━━━━━ SUPPLIED TEXT ━━━━━

The criminal penalties in this subsection (d) shall not apply where there

exists a good faith dispute as to the existence of an employment

relationship. Evidence of good faith shall include, but not be limited to,

13

compliance with the definition of employee as used by the Internal

Revenue Service.

Noncomplying Employers Lose Protections of Act

Employers who are subject to and who knowingly fail to comply with this

Section shall not be entitled to the benefits of this Act during the period

of noncompliance, but shall be liable in an action under any other

applicable law of this State. In the action, such employer shall not avail

himself or herself of the defenses of assumption of risk or negligence or

that the injury was due to a co-employee. In the action, proof of the

injury shall constitute prima facie evidence of negligence on the part of

such employer and the burden shall be on such employer to show

freedom of negligence resulting in the injury. The employer shall not

join any other defendant in any such civil action. Nothing in this

amendatory Act of the 94th General Assembly shall affect the employee's

rights under subdivision (a)3 of Section 1 of this Act. Any employer or

carrier who makes payments under subdivision (a)3 of Section 1 of this

Act shall have a right of reimbursement from the proceeds of any

recovery under this Section.

An employee of an uninsured employer, or the employee's dependents in

case death ensued, may, instead of proceeding against the employer in a

civil action in court, file an application for adjustment of claim with the

Commission in accordance with the provisions of this Act and the

Commission shall hear and determine the application for adjustment of

claim in the manner in which other claims are heard and determined

before the Commission.

All proceedings under this subsection (d) shall be reported on an annual

basis to the Workers' Compensation Advisory Board.

━━━━━

(SET TASK A):
Filter the records below, copying each line that contains the string "tree".

━━━━━ DATA ENTRIES ━━━━━

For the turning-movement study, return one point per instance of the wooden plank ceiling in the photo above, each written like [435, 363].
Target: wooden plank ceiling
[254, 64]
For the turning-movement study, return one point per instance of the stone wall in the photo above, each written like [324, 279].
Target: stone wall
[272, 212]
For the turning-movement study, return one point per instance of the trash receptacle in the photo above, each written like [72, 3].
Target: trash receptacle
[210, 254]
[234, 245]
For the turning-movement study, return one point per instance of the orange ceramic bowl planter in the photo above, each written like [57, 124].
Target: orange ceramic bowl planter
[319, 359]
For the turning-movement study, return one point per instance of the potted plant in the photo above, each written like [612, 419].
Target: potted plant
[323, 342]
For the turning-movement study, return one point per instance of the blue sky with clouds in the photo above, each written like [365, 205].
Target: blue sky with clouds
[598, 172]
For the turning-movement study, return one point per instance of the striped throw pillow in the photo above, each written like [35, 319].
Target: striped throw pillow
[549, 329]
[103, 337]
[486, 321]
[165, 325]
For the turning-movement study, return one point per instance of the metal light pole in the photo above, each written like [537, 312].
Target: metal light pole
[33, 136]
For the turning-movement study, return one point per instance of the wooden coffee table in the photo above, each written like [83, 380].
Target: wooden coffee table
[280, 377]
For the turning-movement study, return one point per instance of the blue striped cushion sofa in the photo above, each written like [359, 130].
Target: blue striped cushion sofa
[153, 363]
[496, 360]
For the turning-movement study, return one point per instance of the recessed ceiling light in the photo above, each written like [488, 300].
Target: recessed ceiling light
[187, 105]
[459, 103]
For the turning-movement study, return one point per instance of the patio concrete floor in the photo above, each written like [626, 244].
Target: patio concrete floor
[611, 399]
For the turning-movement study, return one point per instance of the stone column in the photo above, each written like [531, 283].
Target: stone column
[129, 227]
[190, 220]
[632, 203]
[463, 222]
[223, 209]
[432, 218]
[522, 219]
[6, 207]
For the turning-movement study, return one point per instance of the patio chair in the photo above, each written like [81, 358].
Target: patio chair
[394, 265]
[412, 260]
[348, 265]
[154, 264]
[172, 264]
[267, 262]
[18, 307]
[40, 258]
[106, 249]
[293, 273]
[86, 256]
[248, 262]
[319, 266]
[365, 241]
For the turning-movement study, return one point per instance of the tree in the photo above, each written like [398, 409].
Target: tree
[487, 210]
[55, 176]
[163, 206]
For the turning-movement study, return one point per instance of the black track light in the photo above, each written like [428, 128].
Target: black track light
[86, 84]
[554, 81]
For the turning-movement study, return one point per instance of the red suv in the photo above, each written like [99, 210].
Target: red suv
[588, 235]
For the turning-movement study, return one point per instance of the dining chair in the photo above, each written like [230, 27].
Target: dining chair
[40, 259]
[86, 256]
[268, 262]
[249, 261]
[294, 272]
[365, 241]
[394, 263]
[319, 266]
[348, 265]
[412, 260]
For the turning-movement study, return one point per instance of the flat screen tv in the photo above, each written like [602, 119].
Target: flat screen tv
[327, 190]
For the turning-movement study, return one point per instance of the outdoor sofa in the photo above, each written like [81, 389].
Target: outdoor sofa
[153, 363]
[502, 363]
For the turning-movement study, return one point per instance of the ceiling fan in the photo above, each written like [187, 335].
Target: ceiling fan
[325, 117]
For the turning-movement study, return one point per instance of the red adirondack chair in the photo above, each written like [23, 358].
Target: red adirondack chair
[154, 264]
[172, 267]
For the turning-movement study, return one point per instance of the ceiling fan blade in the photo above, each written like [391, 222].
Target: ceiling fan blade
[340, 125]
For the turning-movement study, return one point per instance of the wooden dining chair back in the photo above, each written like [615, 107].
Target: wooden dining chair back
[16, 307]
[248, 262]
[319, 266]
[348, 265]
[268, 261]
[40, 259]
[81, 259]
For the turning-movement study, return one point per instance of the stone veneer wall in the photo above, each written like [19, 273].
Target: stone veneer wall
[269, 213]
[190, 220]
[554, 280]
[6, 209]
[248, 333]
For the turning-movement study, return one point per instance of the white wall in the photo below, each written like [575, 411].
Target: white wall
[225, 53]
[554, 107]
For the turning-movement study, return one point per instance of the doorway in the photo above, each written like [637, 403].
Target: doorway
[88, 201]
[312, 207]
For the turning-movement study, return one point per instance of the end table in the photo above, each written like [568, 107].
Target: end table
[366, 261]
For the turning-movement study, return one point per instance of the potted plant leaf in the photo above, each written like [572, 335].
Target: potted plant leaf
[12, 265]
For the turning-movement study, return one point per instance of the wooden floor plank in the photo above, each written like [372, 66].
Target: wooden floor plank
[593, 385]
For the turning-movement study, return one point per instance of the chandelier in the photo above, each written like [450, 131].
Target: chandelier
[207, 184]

━━━━━

(SET TASK B):
Answer these questions from the statute excerpt:
(i) Compliance with whose definition of employee counts as evidence of good faith?
(ii) Which defenses may a noncomplying employer not use in the action?
(iii) To whom must all proceedings under subsection (d) be reported each year?

(REPLY A):
For the turning-movement study, return one point per instance of the tree in the photo above, each written like [398, 409].
Target: tree

(REPLY B):
(i) The Internal Revenue Service.
(ii) Assumption of risk, negligence, and the claim that the injury was due to a co-employee.
(iii) The Workers' Compensation Advisory Board.